● **Directions for this task**: Reproduce the lines of the material from the line that contains "the aircraft door." through the end of the material, substituting "patch" for "pocket" and leaving everything else unchanged. Return only those lines.

— START OF Information provided —

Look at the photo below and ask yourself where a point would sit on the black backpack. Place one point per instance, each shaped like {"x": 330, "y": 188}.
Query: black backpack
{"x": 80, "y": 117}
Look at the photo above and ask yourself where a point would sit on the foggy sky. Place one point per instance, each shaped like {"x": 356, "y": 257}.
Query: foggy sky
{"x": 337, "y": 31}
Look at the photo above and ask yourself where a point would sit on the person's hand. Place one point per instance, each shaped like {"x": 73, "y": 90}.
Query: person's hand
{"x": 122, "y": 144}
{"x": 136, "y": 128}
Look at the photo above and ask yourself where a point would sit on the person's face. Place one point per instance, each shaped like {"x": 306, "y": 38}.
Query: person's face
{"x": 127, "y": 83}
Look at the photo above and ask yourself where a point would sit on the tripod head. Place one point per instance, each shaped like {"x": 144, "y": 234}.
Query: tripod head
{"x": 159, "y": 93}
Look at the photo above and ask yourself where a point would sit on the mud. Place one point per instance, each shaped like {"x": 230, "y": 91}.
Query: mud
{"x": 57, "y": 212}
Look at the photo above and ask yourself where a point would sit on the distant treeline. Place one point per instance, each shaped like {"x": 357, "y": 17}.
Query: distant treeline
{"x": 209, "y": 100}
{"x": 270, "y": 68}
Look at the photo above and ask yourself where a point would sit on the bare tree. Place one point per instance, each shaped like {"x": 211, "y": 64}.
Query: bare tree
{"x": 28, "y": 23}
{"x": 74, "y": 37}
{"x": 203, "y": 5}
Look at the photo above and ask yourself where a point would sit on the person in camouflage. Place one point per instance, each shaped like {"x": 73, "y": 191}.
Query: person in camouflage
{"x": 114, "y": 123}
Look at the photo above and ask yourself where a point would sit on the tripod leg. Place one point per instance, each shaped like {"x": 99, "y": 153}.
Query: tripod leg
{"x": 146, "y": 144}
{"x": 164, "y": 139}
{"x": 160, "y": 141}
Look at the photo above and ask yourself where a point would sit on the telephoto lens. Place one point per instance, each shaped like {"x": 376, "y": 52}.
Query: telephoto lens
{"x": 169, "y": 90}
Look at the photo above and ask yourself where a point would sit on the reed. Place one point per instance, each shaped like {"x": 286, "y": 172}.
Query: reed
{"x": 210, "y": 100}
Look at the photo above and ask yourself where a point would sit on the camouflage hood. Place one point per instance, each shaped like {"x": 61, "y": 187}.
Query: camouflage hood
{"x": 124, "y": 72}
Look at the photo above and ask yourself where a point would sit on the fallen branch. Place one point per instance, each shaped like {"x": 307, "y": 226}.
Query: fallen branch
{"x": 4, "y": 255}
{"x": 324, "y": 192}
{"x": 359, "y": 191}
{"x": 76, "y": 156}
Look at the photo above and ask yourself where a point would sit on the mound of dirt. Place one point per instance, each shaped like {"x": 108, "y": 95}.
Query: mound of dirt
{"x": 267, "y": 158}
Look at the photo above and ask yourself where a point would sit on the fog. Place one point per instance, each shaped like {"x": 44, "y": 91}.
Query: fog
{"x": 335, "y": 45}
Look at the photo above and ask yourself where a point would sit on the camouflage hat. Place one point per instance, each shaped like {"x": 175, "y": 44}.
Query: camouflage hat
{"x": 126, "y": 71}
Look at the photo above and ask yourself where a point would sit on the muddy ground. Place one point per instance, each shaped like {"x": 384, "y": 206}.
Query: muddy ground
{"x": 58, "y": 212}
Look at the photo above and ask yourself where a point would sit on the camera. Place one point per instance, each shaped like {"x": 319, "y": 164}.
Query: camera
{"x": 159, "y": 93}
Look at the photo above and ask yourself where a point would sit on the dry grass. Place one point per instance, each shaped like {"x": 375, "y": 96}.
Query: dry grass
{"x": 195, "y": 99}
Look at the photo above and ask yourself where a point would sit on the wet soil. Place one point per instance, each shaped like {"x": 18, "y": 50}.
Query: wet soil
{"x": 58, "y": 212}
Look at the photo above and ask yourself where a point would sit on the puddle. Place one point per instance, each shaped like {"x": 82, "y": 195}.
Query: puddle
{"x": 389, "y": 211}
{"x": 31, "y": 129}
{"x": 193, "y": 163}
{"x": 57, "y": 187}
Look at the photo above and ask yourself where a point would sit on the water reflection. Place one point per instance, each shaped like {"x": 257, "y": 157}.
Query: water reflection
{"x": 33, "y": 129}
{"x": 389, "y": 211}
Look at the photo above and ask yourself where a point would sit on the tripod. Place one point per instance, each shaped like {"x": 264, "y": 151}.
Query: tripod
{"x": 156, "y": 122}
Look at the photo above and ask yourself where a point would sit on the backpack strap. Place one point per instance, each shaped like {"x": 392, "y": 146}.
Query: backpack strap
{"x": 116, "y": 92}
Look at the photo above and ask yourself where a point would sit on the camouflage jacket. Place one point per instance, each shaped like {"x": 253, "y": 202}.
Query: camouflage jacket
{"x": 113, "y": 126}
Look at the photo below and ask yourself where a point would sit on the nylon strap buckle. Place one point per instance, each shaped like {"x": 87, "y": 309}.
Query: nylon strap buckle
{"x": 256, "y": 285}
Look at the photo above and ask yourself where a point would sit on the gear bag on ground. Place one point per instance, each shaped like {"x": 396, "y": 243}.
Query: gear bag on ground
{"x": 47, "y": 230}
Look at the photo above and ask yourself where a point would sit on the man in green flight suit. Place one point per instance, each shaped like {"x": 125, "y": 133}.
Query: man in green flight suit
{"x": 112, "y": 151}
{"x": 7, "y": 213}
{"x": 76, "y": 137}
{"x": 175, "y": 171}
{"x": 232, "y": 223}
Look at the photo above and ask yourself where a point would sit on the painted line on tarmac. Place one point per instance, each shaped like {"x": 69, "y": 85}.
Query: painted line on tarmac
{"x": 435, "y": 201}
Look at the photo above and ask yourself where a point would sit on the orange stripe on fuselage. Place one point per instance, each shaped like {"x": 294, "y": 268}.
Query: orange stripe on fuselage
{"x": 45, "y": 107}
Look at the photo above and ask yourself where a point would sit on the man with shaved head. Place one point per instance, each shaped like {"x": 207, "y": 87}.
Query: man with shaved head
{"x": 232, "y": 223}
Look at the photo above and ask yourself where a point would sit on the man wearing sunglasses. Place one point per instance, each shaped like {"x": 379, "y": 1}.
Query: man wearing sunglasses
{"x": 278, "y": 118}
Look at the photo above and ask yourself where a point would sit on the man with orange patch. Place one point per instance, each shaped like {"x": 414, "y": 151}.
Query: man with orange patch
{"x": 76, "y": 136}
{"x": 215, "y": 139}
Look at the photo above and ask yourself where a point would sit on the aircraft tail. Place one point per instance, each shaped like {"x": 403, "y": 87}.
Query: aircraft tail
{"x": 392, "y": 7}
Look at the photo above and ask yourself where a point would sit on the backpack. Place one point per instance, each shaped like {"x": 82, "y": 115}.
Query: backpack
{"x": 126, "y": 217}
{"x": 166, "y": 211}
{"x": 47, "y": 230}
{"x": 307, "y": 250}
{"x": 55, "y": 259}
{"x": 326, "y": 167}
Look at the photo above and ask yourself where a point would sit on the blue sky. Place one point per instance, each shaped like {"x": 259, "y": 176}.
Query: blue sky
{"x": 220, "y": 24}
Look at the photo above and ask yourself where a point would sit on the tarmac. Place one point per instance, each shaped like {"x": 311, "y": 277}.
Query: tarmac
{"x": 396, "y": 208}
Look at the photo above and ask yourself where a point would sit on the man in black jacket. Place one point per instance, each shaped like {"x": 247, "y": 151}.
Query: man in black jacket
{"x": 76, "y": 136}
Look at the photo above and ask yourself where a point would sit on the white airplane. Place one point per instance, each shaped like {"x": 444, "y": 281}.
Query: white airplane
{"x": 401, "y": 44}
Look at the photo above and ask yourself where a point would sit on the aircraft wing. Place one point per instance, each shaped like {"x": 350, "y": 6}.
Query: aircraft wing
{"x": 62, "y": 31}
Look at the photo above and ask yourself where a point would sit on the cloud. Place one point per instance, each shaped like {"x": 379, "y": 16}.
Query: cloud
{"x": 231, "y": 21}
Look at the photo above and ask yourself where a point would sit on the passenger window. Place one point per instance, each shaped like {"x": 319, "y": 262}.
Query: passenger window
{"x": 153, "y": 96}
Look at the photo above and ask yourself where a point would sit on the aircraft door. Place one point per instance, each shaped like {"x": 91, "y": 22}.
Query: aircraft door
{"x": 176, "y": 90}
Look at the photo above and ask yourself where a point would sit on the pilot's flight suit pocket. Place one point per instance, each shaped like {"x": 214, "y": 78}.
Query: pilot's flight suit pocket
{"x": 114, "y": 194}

— END OF Information provided —

● **Task answer**:
Look at the photo above and ask yourself where a point would sit on the aircraft door. Place one point per instance, each shaped like {"x": 91, "y": 22}.
Query: aircraft door
{"x": 176, "y": 90}
Look at the photo above and ask yourself where a point would sit on the pilot's flight suit patch. Place one point per instance, each shaped like {"x": 214, "y": 78}.
Query: pilot's flight suit patch
{"x": 114, "y": 194}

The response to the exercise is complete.